» WORK TO COMPLETE
Keep only the lines of the listing below that contain the word "necktie", and copy each of them out.

» DATASET EXTRACT
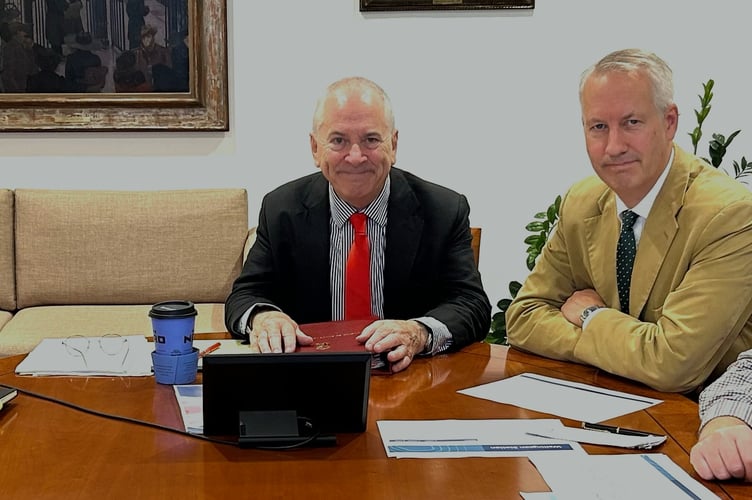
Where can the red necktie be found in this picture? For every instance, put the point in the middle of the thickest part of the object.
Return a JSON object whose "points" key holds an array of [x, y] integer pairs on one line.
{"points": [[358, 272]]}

...

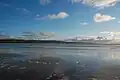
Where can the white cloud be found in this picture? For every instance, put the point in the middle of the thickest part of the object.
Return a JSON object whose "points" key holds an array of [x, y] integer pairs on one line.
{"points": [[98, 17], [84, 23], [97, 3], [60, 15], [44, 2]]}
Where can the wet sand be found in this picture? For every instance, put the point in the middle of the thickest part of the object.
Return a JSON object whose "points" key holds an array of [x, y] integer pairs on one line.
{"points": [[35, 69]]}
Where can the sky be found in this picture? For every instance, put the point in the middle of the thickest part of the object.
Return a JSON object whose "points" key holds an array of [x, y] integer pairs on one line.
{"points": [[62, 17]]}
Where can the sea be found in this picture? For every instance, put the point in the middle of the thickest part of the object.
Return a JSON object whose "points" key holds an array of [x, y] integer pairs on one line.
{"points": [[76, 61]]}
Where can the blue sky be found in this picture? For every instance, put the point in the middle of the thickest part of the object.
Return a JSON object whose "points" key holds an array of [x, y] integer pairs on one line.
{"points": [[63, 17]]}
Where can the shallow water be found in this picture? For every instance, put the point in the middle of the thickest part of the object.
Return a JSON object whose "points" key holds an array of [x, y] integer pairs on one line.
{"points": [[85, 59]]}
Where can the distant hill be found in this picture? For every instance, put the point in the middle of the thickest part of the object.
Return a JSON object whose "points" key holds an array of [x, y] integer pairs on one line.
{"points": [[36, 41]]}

» SOLUTION TO THE PROBLEM
Where can the red necktie be found in this picture? For every instance, put the point in the middle of the thickest part of the object.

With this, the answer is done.